* [Work required] Output each line of the listing below as a JSON list of strings, one string per line, with blank lines skipped. Omit the pictures.

Location labeling records
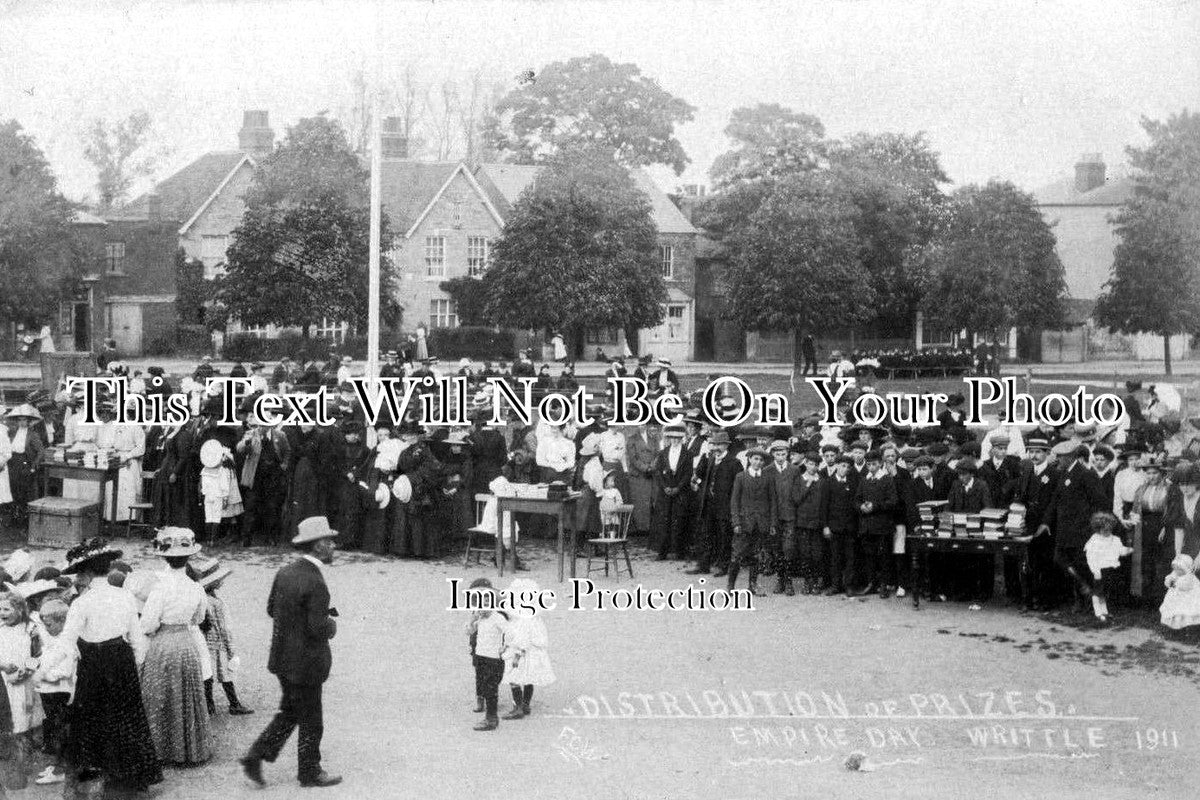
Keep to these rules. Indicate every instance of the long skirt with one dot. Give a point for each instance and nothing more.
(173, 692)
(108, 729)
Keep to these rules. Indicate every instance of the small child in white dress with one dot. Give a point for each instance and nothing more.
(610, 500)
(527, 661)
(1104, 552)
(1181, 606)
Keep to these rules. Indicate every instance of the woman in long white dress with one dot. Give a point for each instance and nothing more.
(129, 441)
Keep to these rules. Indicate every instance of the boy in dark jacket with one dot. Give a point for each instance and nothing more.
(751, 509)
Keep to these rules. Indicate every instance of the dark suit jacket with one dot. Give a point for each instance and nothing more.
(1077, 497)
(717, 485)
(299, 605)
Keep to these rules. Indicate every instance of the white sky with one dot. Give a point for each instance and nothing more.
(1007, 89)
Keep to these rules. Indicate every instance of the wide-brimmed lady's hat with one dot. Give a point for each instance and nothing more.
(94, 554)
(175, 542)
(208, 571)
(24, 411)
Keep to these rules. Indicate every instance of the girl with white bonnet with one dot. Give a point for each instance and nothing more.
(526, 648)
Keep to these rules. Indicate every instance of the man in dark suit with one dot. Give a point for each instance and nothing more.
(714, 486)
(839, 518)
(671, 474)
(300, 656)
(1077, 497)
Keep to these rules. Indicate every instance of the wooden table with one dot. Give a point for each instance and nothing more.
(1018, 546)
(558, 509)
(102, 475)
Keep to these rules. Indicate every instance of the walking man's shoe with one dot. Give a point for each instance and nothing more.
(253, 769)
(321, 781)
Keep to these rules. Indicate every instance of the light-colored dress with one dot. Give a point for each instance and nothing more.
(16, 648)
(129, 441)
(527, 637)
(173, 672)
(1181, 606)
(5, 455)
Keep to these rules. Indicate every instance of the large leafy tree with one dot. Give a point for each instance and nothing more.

* [The result]
[
  "Keep to these rules. Indicate every instance of the long skirt with one dot. Give a point for each instance and nothing more.",
  "(173, 692)",
  "(108, 729)",
  "Keep to these rules. Indicate every instance of the small child in white dress with one dot. Give a point for each instance and nothing more.",
  "(610, 500)",
  "(527, 661)",
  "(1104, 552)",
  "(1181, 606)",
  "Keep to these rules. Indicate every instance of the woman in long white dress with one dot. Give a point for each instance and nothing more.",
  "(129, 441)",
  "Keep to these rules. Indicate every instance of the boy in dark jacket with one dot. Give a point for each instance and nothing more.",
  "(751, 509)",
  "Keep to these rules. Indicate every instance of the dark suit jacket with one dot. Give a point for each instance and nothing more.",
  "(1077, 497)",
  "(717, 485)",
  "(299, 605)",
  "Keep to these rules. Indicate every instance of the white sky with one dot. Give a point for each instance and nothing more.",
  "(1007, 89)",
  "Keep to these rules. Indicate every instance of the wide-brimmed lady's hat with one dot. Give a point for each instance and nothing more.",
  "(94, 554)",
  "(175, 542)",
  "(208, 571)",
  "(24, 411)",
  "Keep to these rules. Indicate every instance of the girl with white bonnet with one dot. Give a point for each instance and nothing more.",
  "(526, 648)",
  "Keep to these rules. Indicate every instance of the man in dark suit with one dot. Give a point for each instance and nothing more.",
  "(714, 486)",
  "(839, 518)",
  "(671, 474)",
  "(300, 656)",
  "(1077, 497)",
  "Keep to these rules. Indicate every instance of the wooden table with one dot. Give a point for each instance and nothing more.",
  "(1018, 546)",
  "(558, 509)",
  "(102, 475)",
  "Keep to these rules. Indicate every instance of the walking man's shoe with one dot. Give a point for each instance and nothing more.",
  "(253, 769)",
  "(321, 781)",
  "Keep to these rules. Indicate every instance of the light-colored dress with one dot. Give a point for each instance and nothing more.",
  "(16, 648)",
  "(129, 441)",
  "(527, 637)",
  "(173, 672)",
  "(1181, 606)",
  "(5, 455)",
  "Keep to these rules. Indicate every instance of the large leafy tree with one dot. Give a point for each instance and nothing more."
]